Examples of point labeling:
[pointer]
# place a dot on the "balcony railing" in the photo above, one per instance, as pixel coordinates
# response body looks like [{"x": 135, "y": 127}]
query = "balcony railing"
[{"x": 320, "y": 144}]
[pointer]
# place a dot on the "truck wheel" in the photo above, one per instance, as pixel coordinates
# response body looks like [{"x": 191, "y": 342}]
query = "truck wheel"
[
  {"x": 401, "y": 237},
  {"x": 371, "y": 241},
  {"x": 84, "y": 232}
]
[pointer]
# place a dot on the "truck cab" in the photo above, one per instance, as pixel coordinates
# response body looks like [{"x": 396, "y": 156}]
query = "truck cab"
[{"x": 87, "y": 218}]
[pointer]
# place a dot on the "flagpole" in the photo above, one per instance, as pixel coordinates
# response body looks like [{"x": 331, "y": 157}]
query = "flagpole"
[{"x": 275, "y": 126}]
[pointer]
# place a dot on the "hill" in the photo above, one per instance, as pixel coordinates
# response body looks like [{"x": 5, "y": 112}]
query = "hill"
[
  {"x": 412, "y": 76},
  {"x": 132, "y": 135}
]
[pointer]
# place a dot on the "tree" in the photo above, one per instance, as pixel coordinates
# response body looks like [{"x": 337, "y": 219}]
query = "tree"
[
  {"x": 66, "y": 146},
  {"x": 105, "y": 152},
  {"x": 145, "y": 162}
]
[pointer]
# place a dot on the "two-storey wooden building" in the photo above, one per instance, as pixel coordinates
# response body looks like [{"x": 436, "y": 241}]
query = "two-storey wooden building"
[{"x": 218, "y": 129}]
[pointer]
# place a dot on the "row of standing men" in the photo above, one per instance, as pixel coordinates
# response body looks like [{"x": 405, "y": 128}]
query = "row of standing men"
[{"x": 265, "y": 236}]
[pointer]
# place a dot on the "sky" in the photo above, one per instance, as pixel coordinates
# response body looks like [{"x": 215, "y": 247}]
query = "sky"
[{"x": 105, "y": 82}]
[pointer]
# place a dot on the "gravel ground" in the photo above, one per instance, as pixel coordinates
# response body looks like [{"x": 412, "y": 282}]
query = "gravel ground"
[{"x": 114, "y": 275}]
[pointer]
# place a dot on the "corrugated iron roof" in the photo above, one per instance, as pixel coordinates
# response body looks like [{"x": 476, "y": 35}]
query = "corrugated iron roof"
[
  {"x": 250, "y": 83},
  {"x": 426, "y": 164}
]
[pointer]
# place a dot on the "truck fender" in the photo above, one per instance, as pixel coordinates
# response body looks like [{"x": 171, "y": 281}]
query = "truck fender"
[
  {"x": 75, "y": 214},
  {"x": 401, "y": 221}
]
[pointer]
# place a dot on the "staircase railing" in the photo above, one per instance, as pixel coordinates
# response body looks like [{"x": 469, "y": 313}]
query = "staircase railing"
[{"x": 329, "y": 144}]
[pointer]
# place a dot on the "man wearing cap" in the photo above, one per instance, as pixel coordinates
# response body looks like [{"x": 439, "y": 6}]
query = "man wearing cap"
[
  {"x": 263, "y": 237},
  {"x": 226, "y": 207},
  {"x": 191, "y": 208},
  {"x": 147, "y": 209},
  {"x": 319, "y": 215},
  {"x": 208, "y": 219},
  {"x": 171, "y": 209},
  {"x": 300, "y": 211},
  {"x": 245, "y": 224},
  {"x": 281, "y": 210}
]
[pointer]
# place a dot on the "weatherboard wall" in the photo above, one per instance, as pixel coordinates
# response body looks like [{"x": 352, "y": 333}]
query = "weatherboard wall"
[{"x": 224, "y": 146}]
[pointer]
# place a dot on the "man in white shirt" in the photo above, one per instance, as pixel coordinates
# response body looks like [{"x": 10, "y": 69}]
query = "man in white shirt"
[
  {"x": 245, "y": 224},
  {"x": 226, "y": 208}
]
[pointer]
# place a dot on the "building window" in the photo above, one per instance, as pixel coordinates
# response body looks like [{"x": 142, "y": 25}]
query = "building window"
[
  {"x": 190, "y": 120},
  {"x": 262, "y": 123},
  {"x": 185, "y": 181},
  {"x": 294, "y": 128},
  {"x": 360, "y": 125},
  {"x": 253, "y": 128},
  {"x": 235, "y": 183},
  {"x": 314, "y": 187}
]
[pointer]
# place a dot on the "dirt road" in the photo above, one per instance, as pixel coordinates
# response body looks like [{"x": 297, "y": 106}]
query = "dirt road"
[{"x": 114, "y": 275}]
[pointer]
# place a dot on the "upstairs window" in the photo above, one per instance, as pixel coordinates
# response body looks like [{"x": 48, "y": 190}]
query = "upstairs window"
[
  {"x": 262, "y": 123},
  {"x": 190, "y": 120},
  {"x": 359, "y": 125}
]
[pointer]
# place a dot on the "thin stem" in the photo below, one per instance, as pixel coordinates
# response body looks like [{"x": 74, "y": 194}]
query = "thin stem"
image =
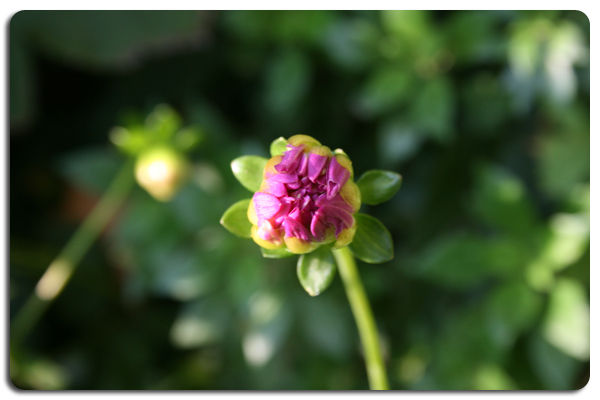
[
  {"x": 359, "y": 303},
  {"x": 62, "y": 267}
]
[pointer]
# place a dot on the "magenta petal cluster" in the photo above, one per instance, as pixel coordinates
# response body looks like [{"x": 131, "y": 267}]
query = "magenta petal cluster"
[{"x": 301, "y": 197}]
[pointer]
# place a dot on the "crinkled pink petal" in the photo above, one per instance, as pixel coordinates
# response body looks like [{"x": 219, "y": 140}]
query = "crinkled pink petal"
[
  {"x": 316, "y": 163},
  {"x": 266, "y": 205},
  {"x": 303, "y": 199},
  {"x": 284, "y": 178},
  {"x": 294, "y": 228},
  {"x": 291, "y": 159},
  {"x": 336, "y": 177},
  {"x": 318, "y": 226}
]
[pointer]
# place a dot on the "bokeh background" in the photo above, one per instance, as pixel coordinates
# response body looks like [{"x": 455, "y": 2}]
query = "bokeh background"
[{"x": 485, "y": 114}]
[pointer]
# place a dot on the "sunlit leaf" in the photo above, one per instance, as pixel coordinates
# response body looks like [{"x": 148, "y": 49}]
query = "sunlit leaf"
[
  {"x": 278, "y": 146},
  {"x": 316, "y": 270},
  {"x": 372, "y": 242},
  {"x": 567, "y": 323},
  {"x": 235, "y": 219},
  {"x": 275, "y": 253},
  {"x": 377, "y": 186},
  {"x": 249, "y": 171}
]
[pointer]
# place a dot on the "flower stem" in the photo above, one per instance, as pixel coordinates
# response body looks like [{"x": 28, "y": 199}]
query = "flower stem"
[
  {"x": 359, "y": 303},
  {"x": 62, "y": 267}
]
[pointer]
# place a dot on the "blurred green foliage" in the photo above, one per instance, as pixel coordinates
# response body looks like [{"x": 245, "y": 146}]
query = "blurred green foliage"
[{"x": 485, "y": 114}]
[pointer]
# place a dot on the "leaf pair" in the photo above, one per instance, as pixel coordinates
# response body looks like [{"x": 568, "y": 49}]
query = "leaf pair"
[{"x": 372, "y": 244}]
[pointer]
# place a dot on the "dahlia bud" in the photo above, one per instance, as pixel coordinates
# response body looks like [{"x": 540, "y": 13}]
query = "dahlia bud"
[
  {"x": 161, "y": 171},
  {"x": 307, "y": 198}
]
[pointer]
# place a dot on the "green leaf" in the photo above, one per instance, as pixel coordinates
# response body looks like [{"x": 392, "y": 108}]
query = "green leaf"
[
  {"x": 316, "y": 270},
  {"x": 162, "y": 122},
  {"x": 377, "y": 186},
  {"x": 278, "y": 146},
  {"x": 275, "y": 253},
  {"x": 372, "y": 242},
  {"x": 235, "y": 219},
  {"x": 567, "y": 322},
  {"x": 249, "y": 171}
]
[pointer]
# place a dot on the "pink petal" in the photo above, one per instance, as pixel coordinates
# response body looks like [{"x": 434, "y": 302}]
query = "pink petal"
[
  {"x": 336, "y": 177},
  {"x": 316, "y": 163},
  {"x": 266, "y": 205}
]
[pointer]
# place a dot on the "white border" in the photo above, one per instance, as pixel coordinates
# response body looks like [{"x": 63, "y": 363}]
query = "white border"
[{"x": 10, "y": 8}]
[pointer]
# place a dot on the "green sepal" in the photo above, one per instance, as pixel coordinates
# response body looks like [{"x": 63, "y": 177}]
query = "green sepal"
[
  {"x": 372, "y": 242},
  {"x": 235, "y": 219},
  {"x": 278, "y": 146},
  {"x": 249, "y": 171},
  {"x": 276, "y": 253},
  {"x": 377, "y": 186},
  {"x": 316, "y": 270}
]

Task details: Locate each line in the material above that contains the string "bokeh" and copy those lines out. Uppercase and lowercase letters count as different.

The reply:
# place a dot on the "bokeh background" in the photo above, one per instance, as pixel coordinates
query = "bokeh background"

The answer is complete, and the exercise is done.